• _Written exercise_
Give a verbatim repeat of the lines that run from the line containing "indicate the field, one dot per instance" to the end of the data below.

• _Source records_
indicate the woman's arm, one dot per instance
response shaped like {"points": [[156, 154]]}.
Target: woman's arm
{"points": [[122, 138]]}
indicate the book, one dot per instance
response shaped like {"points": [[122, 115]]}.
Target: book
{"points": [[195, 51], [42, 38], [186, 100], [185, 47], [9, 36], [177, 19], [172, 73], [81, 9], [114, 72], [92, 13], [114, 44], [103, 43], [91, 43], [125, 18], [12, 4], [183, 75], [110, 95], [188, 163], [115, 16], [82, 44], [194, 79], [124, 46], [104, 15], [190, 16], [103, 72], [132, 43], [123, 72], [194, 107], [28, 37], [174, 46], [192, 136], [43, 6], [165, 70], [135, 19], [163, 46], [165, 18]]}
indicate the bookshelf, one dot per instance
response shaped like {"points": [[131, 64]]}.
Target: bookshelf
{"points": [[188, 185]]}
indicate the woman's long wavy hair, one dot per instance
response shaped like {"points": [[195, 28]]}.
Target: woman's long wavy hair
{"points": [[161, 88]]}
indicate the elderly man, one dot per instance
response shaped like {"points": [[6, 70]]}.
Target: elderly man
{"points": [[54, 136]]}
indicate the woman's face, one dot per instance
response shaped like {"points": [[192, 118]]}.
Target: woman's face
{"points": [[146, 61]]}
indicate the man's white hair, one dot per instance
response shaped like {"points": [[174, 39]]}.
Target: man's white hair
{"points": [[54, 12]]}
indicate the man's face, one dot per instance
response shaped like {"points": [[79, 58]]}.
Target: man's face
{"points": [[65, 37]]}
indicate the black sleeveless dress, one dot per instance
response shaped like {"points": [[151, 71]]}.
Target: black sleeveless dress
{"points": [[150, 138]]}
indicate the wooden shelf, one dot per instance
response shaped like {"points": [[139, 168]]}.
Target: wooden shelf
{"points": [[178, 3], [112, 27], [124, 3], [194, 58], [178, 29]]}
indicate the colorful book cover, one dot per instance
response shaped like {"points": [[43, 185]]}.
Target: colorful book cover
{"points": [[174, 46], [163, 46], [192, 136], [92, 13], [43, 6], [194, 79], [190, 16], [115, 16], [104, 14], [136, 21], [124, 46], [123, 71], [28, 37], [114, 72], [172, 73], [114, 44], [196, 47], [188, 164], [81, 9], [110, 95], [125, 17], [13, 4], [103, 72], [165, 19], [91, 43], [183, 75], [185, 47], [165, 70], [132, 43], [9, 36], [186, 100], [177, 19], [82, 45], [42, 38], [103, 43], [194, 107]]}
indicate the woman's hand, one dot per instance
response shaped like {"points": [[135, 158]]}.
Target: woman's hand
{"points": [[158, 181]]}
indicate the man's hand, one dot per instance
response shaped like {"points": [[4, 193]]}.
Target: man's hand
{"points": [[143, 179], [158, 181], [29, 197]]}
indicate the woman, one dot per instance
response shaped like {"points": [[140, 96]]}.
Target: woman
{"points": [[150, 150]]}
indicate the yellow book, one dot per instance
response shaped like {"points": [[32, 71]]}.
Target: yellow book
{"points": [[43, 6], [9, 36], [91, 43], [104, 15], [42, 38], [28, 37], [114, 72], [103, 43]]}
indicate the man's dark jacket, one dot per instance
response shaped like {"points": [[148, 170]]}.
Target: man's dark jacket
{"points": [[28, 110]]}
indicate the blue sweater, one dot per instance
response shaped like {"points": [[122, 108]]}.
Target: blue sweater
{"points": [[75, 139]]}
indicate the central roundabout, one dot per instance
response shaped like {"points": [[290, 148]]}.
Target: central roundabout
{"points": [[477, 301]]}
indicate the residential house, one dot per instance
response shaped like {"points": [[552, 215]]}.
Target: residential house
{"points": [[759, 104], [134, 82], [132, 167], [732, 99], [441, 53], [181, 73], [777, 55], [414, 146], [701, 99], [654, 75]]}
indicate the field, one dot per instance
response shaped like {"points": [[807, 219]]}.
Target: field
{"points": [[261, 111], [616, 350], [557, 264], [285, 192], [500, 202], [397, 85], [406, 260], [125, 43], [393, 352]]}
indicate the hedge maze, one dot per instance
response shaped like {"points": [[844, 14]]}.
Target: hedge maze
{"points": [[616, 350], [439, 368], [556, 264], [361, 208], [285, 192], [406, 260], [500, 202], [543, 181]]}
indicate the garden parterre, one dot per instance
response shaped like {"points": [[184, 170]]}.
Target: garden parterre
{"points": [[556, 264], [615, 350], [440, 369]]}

• _Result for this task_
indicate the field, one dot per instance
response shaped like {"points": [[807, 219]]}.
Target: field
{"points": [[261, 111], [616, 350], [557, 264], [285, 192], [500, 202], [397, 85], [406, 260], [125, 43], [393, 352]]}
indicate the hedge maze, one dot per instance
response shaped like {"points": [[844, 14]]}.
Target: hedge maze
{"points": [[616, 350], [439, 368], [556, 264], [361, 208], [285, 192], [406, 260], [500, 202], [543, 181]]}
indicate the garden parterre, one dot per instance
response shaped like {"points": [[184, 170]]}.
Target: garden parterre
{"points": [[556, 264], [615, 350], [440, 369]]}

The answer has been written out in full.